▶ AIM OF THE EXERCISE
Reproduce the material exactly, omitting nothing.

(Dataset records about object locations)
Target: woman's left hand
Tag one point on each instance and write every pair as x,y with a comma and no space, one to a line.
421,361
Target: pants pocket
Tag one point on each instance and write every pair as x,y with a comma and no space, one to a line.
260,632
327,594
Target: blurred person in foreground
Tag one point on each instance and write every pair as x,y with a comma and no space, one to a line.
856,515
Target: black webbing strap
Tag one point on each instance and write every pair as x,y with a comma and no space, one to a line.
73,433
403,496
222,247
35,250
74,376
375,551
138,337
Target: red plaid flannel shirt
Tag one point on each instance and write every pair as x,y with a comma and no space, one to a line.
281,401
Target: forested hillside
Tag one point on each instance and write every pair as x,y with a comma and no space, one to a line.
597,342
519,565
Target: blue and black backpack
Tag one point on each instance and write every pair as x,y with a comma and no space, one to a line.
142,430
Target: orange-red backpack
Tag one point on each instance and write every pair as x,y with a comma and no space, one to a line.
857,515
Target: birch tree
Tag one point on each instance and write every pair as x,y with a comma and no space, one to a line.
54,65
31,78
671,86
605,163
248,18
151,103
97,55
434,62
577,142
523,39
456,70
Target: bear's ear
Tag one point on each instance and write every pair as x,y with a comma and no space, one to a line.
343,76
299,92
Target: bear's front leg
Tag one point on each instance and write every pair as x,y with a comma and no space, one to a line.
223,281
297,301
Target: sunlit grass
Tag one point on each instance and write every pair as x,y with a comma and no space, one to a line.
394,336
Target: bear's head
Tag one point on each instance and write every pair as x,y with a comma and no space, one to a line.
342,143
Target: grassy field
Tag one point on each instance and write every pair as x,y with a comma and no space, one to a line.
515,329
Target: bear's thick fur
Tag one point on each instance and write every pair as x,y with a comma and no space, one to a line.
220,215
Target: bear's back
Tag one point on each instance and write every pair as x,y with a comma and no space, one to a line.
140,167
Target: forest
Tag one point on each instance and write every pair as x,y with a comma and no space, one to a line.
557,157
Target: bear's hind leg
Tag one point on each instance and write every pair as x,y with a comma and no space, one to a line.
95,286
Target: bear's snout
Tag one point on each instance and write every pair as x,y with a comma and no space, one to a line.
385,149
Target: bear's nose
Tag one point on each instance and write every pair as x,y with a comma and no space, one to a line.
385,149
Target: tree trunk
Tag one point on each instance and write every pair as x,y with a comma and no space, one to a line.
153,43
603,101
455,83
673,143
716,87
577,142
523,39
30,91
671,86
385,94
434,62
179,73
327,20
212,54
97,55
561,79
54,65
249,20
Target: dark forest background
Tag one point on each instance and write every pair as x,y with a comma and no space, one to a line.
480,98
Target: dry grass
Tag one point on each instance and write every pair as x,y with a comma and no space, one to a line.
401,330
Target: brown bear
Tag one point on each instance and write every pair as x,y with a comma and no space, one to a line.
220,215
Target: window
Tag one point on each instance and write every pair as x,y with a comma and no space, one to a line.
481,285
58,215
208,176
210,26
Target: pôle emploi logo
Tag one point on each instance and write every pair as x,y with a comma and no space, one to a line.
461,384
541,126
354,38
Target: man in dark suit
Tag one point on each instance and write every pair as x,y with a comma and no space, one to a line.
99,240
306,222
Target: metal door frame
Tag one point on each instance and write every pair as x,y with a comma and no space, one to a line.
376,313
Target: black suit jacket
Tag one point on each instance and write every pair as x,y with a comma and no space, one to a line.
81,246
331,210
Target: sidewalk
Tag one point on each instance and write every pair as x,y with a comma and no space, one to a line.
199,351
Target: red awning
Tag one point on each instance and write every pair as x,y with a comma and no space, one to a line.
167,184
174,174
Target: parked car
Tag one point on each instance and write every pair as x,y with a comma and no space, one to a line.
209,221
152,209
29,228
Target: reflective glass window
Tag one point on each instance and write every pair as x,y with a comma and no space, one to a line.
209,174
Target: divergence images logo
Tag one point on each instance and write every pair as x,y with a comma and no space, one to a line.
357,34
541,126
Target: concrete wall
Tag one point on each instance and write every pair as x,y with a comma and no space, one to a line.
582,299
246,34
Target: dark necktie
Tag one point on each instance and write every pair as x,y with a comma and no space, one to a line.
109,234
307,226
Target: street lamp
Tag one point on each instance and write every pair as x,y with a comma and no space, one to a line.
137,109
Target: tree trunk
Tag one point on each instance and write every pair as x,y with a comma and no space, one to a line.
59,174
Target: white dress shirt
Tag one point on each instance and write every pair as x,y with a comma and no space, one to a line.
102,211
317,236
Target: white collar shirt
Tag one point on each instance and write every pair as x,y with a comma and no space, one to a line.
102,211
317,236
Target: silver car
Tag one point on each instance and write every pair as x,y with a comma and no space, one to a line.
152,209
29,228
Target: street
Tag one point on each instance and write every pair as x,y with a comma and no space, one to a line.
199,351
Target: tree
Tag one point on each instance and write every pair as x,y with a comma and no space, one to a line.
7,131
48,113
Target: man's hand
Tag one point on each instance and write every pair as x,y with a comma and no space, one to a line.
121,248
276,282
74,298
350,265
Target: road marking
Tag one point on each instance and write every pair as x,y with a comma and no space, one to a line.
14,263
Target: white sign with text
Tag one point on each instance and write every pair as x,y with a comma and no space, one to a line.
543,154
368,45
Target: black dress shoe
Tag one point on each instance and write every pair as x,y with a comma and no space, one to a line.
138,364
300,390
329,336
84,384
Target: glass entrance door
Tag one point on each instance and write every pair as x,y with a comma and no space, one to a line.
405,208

▶ TASK OUTPUT
Target: woman's left hand
Tag one point on each instance and write every pair as x,y with a comma and no space, one to a line.
421,361
Target: pants pocket
Tag one point on each instance and write every pair as x,y with a comma and no space, one to a line.
260,632
327,594
Target: blurred person in foreground
Tag one point on each instance and write every pair as x,y with a comma and no space, one to a line.
856,515
Target: black webbing strap
Tag one point on each instance and write every pair as x,y with a comma and no space, one to a line.
73,433
403,496
222,247
35,250
74,376
375,551
138,337
Target: red plaid flannel shirt
Tag one point on each instance and write every pair as x,y with a comma and no space, one to a line.
281,401
Target: forested hillside
Tag one point on each instance and write every pair as x,y with a comma and no space, one to a line.
597,342
519,565
Target: blue and black backpack
Tag one point on each instance and write every pair as x,y with a comma and no space, one to a line.
142,430
Target: orange-red backpack
Tag one point on each instance and write every pair as x,y with a comma and no space, one to a line.
857,515
Target: birch tree
Tag one point on each instance and write every pair as x,y with a comma and no space, one to a line.
54,65
31,78
671,86
605,163
248,18
151,103
97,55
434,62
577,142
523,39
456,70
Target: bear's ear
Tag one point on each instance and write every pair as x,y with a comma and no space, one to a line.
343,76
299,92
Target: bear's front leg
Tag one point on each instance and write every pair as x,y with a comma and no space, one to a line.
223,281
297,301
Target: sunlit grass
Tag one point on each instance and write every pair as x,y with a comma and no space, one to a line.
394,336
Target: bear's head
Tag one point on each instance and write every pair as x,y with a comma and no space, one to a line.
342,143
Target: grassy field
Tag one point on each instance and write every pair as x,y with a comma and no space, one to a line.
515,329
Target: bear's thick fur
Tag one point on each instance and write every pair as x,y with a comma and no space, one to a line.
220,215
Target: bear's back
Tag one point on each instance and write every pair as x,y with a comma and no space, one to a line.
140,167
Target: forest
Tag one point on each instance and write every pair as x,y with a comma and no space, one to a line.
557,157
Target: bear's hind leg
Tag one point on each instance and write every pair as x,y with a comma and no space, one to a line.
95,286
Target: bear's snout
Tag one point on each instance and write every pair as x,y with a comma and no space, one to a line.
385,149
Target: bear's nose
Tag one point on each instance and write every pair as x,y with a comma and no space, one to a line.
385,149
Target: tree trunk
Tag one point on each instance and write every pair as x,y with a comma and no space, one to a line.
153,43
603,101
455,83
673,143
716,87
577,142
523,39
30,91
671,86
385,94
434,62
179,73
327,20
212,54
97,55
561,79
54,65
249,20
Target: dark forest background
Tag one point on each instance and write every pair as x,y with a comma and no space, one to a line.
480,98
Target: dry grass
Tag one point on each instance and write every pair as x,y with a comma and no space, one to a line.
401,330
Target: brown bear
Tag one point on each instance and write every pair as x,y with a comma and no space, one to a line.
220,215
Target: window
Tag one point on each instance and write every pair as x,y with a comma and no space, one to a line.
481,285
58,215
208,176
210,26
Target: pôle emploi logo
Tag one point on each instance and write every pair as x,y with a comma and no space, one to a line.
461,384
541,126
354,38
Target: man in dark suit
Tag one point on each instance and write every pair as x,y with a comma and no space, one to a line.
99,240
306,222
Target: metal door frame
Tag one point on each instance and write every pair as x,y with a comma and no space, one to a line.
376,313
Target: black suit jacket
Tag one point on each instance and write every pair as x,y with a comma and no space, one to a line.
81,246
331,210
Target: sidewalk
Tag one point on each instance and write every pair as x,y with a comma and no space, one to a line.
199,351
Target: red awning
Tag one point on each instance and write every pair as x,y with a comma and no space, one to a line.
167,184
174,174
Target: parked car
Tag one point on each instance and write every pair as x,y with a comma and no space, one to a line.
209,221
152,209
29,228
Target: reflective glass window
Tag one point on each instance and write every pair as x,y with a comma and no space, one to a line.
209,174
Target: divergence images logo
Tag one point on each instance and write every pair as x,y with a comma and no space, one to a line.
357,34
541,126
Target: concrete wall
Tag one point on each instance and write every pair as x,y with a comma and no space, one to a line.
582,299
246,34
Target: dark necktie
Tag one point on each instance and write every pair as x,y with a comma and no space, one to a line.
109,234
307,226
Target: street lamp
Tag one point on each instance and write every pair as x,y with a comma and no space, one to a line.
137,109
Target: tree trunk
Tag one point on each instance and write every pair as x,y with a comma and no space, one to a line.
59,174
Target: white dress shirt
Tag one point on each instance and write every pair as x,y with a comma and no space, one to a line.
102,211
317,236
Target: white collar shirt
Tag one point on each instance and write every pair as x,y with a comma and no space, one to a line.
102,211
317,236
Target: silver car
Tag one point on each instance and write every pair as x,y with a comma and no space, one to a line.
152,209
29,228
Target: street
Tag one point on each instance and write every pair as x,y with a comma and no space, one to a line.
199,351
Target: tree
Tag one point on each instance and write every pair as x,y with a comma and no space, one to a line.
7,131
48,113
Target: man's hand
Tag one point on each instance and write every pair as x,y with a comma and no space, one to a line.
121,248
276,282
74,298
350,265
Target: road marking
Tag one point on each instance and write every pair as x,y with a comma and no space, one to a line.
14,263
Target: white sign with text
Tag one point on each instance and write every pair as x,y with a comma and no space, one to a line.
543,154
368,45
Target: black dress shoe
Tag one point on each instance and write every pair as x,y with a comma and no space, one to a line.
138,364
300,390
329,336
84,384
Target: glass entrance door
Tag one point on each instance and write every pair as x,y with a comma and no space, one to a line.
405,208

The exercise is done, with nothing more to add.